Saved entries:
◆ ◆ ◆ ◆
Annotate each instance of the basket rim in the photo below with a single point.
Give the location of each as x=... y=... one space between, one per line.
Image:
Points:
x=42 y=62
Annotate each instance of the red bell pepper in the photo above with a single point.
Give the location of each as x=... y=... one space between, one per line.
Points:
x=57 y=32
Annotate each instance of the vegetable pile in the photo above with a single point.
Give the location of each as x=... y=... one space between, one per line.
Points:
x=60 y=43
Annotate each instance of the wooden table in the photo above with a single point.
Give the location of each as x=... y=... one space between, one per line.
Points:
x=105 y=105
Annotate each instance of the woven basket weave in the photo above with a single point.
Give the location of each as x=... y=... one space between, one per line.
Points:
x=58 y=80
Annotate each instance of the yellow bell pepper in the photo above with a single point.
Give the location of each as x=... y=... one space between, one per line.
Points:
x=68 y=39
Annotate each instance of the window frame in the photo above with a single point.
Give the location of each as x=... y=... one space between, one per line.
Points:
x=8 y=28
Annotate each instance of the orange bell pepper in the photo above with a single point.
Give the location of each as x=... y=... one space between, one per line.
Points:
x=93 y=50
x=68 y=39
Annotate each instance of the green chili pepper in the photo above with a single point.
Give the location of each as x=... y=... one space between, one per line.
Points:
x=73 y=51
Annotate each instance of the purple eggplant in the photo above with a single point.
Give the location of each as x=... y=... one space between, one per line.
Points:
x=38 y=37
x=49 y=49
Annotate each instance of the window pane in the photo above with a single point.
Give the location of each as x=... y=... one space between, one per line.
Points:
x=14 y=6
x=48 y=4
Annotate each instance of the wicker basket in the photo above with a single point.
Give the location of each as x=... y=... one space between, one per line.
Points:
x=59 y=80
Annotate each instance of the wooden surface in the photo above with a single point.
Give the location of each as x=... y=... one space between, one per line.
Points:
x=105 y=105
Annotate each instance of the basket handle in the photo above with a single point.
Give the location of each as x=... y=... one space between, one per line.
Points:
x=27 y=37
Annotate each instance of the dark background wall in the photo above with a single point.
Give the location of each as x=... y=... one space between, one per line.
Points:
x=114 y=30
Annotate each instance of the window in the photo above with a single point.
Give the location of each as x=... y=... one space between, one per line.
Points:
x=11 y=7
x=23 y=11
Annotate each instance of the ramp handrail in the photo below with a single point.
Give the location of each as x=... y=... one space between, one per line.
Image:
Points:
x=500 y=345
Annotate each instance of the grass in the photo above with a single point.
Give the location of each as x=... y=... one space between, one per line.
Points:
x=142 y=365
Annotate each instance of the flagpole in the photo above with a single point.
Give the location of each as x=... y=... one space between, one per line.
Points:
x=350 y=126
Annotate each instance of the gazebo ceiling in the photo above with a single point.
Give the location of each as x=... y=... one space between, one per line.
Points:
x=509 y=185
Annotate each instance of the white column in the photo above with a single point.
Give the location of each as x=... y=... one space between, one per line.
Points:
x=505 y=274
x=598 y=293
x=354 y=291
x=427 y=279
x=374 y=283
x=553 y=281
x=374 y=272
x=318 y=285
◆ ◆ ◆ ◆
WHAT YOU SHOULD DO:
Nothing is to be altered; retype each entry exactly.

ANSWER SPACE:
Annotate each instance of the basket rim in the photo below with a single point.
Give the location of each as x=... y=... one space between, one per line.
Image:
Points:
x=42 y=62
Annotate each instance of the red bell pepper in the photo above with a single point.
Give the location of each as x=... y=... one space between, one per line.
Points:
x=57 y=32
Annotate each instance of the vegetable pile in the photo above with a single point.
Give the location of each as x=... y=... one space between, one per line.
Points:
x=60 y=43
Annotate each instance of the wooden table in the photo above with a single point.
Give the location of each as x=... y=... one space between, one per line.
Points:
x=105 y=105
Annotate each instance of the woven basket weave in the photo above with a single point.
Give the location of each as x=... y=... one space between, one per line.
Points:
x=58 y=80
Annotate each instance of the yellow bell pepper in the photo above with a single point.
Give the location of each as x=... y=... one space between, one per line.
Points:
x=68 y=39
Annotate each instance of the window frame in the photo above with a single point.
Give the location of each as x=... y=... one space between, one per line.
Points:
x=8 y=28
Annotate each instance of the orange bell pepper in the photo above with a single point.
Give the location of each as x=... y=... one space between, one per line.
Points:
x=93 y=50
x=68 y=39
Annotate each instance of the green chili pepper in the photo above with a single point.
Give the location of each as x=... y=... one space between, one per line.
Points:
x=73 y=51
Annotate each instance of the purple eggplant in the photo above with a single point.
Give the location of each as x=... y=... one space between, one per line.
Points:
x=38 y=37
x=49 y=49
Annotate each instance of the window pane in the photo above with a single point.
Give the location of each as x=... y=... one space between, one per line.
Points:
x=14 y=6
x=48 y=4
Annotate each instance of the wicker basket in the photo above with a single point.
Give the location of each as x=... y=... one space between, one per line.
Points:
x=59 y=80
Annotate each instance of the wooden surface in the photo above with a single point.
Give the location of each as x=... y=... one space between, one per line.
Points:
x=105 y=105
Annotate each instance of the basket handle in the photo above with a single point.
Give the location of each as x=... y=... one space between, one per line.
Points:
x=27 y=37
Annotate each instance of the dark background wall in the photo above with a single point.
Give the location of each as x=... y=... one space between, one per line.
Points:
x=114 y=30
Annotate each instance of the window in the photo above with a single point.
Give the location of each as x=... y=... one space between, one per line.
Points:
x=11 y=7
x=23 y=11
Annotate each instance of the ramp handrail in the photo below with a single point.
Give the location of each as x=... y=... one space between, one per line.
Image:
Points:
x=500 y=345
Annotate each instance of the grass in the photo above with a single point.
Give the location of each as x=... y=... one space between, one per line.
Points:
x=142 y=365
Annotate each instance of the flagpole in the photo above with a single point.
Give the location of each as x=... y=... one space between, one per line.
Points:
x=350 y=126
Annotate each instance of the gazebo ceiling in the photo above with a single point.
Give the location of each as x=... y=... one space between, one per line.
Points:
x=509 y=185
Annotate each instance of the white column in the photo above with a single point.
Give the location of each as x=... y=... one space between, one per line.
Points:
x=505 y=274
x=598 y=293
x=354 y=291
x=427 y=279
x=374 y=283
x=553 y=281
x=374 y=272
x=318 y=285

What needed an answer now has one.